▶ **RECORDS SHOWN**:
-- BEGIN --
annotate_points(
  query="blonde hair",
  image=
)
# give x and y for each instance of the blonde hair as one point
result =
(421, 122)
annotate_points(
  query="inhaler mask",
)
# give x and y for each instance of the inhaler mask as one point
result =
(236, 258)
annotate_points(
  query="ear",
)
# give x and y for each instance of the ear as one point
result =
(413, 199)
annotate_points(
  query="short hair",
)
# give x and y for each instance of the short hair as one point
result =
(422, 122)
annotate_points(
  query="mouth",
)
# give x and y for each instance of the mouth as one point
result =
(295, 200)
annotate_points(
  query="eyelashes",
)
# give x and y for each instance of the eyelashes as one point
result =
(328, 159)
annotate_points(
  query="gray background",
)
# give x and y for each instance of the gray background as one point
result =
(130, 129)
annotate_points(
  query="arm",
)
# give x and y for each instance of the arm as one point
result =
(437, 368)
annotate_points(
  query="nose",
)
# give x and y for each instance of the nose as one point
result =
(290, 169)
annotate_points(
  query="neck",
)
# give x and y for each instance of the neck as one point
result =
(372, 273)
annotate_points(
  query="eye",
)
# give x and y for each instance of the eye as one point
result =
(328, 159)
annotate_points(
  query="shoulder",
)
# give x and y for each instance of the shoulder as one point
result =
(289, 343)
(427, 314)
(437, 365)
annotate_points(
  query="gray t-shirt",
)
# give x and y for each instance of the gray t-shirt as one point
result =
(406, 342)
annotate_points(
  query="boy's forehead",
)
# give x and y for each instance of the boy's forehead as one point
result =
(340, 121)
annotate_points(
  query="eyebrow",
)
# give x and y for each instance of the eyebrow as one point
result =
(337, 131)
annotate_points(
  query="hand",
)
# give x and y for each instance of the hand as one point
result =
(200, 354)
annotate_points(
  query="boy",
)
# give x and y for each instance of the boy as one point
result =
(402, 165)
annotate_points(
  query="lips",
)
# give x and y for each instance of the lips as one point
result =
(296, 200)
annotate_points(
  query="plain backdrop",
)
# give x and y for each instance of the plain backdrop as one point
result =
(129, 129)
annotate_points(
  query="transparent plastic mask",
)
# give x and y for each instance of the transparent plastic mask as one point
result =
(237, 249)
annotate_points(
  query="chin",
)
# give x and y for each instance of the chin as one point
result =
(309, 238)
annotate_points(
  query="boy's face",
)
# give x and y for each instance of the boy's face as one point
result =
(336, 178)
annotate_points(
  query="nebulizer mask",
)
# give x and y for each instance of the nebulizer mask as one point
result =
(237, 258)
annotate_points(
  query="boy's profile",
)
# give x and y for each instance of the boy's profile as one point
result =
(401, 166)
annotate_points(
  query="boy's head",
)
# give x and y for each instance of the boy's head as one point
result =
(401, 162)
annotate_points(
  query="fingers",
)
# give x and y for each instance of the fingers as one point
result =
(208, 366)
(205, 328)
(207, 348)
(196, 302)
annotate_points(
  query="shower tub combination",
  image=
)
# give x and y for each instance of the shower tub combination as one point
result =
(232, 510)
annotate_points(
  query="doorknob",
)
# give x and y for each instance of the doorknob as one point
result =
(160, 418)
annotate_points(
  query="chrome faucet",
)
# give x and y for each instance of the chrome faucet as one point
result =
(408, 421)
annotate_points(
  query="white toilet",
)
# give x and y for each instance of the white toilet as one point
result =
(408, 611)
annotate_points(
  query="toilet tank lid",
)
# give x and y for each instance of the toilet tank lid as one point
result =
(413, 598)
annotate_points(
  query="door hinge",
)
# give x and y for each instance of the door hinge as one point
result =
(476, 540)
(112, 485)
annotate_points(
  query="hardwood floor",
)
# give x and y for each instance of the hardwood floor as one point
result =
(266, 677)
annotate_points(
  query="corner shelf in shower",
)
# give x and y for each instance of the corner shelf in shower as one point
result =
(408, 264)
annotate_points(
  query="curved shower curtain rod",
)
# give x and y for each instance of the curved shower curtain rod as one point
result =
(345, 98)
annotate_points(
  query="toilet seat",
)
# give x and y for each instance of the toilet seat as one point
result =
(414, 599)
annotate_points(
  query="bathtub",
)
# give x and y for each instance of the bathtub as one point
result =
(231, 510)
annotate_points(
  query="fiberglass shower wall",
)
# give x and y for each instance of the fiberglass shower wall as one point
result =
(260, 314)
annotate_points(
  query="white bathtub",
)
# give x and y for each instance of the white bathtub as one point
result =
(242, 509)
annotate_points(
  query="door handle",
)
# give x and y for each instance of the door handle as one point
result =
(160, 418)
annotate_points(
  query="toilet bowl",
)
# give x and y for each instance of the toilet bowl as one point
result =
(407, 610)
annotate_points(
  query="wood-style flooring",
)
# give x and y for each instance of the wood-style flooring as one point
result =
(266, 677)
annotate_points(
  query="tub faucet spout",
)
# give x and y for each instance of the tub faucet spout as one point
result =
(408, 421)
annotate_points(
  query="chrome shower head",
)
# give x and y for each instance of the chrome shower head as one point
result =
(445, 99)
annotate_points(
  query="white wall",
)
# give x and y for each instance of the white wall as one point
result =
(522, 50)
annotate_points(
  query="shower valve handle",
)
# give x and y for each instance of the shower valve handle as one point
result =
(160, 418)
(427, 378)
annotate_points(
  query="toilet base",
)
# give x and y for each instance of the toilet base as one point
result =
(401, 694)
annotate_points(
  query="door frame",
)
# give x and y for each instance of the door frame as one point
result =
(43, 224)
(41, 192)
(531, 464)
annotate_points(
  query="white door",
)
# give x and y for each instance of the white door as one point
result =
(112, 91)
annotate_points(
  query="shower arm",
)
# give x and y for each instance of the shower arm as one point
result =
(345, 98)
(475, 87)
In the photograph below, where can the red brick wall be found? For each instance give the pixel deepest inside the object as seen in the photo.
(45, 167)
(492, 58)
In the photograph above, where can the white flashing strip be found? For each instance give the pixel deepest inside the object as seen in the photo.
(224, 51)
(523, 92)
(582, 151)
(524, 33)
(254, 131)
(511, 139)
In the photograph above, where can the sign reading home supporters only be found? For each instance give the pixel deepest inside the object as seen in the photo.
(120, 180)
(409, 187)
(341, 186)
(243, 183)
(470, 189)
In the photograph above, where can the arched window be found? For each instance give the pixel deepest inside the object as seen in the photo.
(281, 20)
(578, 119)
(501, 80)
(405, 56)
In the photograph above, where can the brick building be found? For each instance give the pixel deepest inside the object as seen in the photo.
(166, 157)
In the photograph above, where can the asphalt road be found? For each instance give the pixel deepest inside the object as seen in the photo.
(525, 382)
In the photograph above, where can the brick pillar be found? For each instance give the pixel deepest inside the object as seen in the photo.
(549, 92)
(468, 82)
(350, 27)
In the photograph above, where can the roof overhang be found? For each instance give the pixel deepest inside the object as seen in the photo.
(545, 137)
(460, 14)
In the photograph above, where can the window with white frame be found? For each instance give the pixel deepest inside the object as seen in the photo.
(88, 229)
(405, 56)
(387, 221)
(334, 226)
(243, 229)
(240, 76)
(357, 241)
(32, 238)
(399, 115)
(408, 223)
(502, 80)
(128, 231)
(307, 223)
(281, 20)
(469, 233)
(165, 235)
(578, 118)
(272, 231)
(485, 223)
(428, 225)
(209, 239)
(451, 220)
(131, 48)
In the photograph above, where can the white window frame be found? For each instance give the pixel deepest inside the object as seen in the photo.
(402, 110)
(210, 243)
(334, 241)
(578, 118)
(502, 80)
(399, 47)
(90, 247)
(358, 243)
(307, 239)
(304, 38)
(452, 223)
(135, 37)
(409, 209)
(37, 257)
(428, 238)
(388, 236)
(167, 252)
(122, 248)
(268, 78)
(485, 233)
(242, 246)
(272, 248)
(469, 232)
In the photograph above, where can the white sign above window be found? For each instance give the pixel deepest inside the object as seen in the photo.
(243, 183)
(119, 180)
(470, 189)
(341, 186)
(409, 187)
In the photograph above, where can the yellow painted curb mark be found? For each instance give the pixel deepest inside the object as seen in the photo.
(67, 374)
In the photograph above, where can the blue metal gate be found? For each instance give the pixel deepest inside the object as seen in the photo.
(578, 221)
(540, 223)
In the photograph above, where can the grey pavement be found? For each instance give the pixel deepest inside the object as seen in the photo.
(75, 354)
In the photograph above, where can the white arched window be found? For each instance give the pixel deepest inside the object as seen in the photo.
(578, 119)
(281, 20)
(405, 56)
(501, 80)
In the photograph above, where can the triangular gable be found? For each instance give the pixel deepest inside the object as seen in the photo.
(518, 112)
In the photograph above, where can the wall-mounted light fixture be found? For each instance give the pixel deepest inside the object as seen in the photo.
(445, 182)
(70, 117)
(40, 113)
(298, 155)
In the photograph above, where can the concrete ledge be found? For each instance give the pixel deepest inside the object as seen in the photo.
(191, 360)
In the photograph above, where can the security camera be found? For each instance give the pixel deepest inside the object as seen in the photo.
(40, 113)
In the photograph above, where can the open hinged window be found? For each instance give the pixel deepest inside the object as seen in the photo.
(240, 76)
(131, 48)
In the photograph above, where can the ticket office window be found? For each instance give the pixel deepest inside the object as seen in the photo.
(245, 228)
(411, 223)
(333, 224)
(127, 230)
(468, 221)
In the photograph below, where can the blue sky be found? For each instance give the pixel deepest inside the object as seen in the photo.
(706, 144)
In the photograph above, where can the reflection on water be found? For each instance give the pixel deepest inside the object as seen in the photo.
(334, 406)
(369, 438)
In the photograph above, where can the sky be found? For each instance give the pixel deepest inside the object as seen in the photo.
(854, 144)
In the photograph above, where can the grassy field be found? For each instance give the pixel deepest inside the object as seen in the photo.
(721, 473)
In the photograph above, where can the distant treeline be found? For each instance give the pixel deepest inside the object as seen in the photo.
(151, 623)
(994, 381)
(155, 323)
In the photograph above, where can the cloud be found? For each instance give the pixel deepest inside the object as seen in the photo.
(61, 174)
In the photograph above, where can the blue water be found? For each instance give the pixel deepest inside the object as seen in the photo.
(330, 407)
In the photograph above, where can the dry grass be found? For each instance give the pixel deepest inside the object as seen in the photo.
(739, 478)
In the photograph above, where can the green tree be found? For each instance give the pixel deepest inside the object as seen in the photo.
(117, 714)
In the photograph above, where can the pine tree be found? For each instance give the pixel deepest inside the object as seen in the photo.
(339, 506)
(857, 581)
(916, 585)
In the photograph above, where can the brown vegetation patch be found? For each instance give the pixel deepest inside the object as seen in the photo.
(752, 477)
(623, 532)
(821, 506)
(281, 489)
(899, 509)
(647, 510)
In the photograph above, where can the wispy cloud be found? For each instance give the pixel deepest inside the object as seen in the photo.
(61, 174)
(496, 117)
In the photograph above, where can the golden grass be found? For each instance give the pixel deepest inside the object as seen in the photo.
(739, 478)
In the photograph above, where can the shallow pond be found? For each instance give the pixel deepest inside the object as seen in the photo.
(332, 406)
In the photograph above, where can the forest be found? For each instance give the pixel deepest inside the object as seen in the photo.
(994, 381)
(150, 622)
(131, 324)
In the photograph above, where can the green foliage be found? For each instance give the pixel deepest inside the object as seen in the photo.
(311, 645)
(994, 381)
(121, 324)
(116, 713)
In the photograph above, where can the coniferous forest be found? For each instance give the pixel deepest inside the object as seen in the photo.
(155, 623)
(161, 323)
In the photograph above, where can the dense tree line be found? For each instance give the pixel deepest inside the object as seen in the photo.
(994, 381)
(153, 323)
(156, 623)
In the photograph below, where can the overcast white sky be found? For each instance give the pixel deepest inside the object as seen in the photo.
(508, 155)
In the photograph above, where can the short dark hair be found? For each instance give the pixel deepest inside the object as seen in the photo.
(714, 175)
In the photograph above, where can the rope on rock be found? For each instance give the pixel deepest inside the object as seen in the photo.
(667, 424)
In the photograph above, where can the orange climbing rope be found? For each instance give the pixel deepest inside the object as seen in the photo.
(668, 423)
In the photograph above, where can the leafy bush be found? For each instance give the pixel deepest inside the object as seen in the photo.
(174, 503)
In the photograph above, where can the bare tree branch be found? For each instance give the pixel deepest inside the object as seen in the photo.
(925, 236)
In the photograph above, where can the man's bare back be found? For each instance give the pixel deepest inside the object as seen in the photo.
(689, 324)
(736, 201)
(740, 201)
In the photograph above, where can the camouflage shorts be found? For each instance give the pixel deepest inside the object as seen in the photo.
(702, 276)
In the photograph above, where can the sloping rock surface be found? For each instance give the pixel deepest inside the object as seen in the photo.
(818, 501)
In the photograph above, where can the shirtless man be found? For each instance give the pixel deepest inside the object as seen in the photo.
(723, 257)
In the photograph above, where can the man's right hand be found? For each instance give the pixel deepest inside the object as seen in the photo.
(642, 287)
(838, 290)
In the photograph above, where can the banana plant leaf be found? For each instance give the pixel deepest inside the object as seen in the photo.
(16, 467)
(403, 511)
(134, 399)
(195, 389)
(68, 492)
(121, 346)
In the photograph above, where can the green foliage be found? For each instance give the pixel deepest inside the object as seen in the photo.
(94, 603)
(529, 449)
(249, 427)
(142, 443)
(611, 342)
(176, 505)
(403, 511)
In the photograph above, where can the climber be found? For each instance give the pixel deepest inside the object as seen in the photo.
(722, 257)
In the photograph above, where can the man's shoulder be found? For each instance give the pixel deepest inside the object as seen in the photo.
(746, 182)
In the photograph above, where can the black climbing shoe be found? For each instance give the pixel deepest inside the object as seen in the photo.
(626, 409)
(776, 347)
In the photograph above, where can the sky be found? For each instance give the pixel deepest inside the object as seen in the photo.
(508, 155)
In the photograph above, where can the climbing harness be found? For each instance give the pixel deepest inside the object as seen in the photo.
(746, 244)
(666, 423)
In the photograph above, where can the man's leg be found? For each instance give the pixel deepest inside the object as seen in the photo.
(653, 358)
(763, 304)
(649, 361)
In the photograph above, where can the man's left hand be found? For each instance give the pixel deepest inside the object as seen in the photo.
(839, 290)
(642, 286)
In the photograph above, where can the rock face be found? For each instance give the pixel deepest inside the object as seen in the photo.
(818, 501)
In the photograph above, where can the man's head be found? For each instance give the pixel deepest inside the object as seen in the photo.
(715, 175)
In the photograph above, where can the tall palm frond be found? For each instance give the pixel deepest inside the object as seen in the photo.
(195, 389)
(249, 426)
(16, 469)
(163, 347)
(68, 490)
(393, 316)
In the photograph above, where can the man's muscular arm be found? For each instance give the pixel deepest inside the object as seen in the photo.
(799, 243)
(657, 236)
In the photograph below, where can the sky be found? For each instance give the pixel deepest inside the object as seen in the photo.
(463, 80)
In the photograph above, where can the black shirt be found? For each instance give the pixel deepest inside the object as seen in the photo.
-- END --
▶ **DESCRIPTION OF THE TASK**:
Find the line containing "In the photograph above, where can the man's head" in the material above. Print it and every line after it through the end, exactly and only those.

▶ **RESPONSE**:
In the photograph above, where can the man's head be found? For each instance give the pixel deepest inside the object as seen in the photo.
(715, 175)
In the photograph above, where can the tall palm frond be found? For each instance give the pixel deepest inside the object as seen in the photo.
(195, 389)
(249, 426)
(16, 469)
(163, 347)
(68, 490)
(393, 316)
In the photograph above, where can the man's muscular arm be found? For each instance give the pixel deepest inside the object as seen in the photo.
(799, 243)
(657, 236)
In the photograph below, where can the sky be found? For each instance give the pixel deepest inside the object as seen in the photo.
(463, 80)
In the photograph above, where can the black shirt be found? For each instance give the pixel deepest inside the object as seen in the photo.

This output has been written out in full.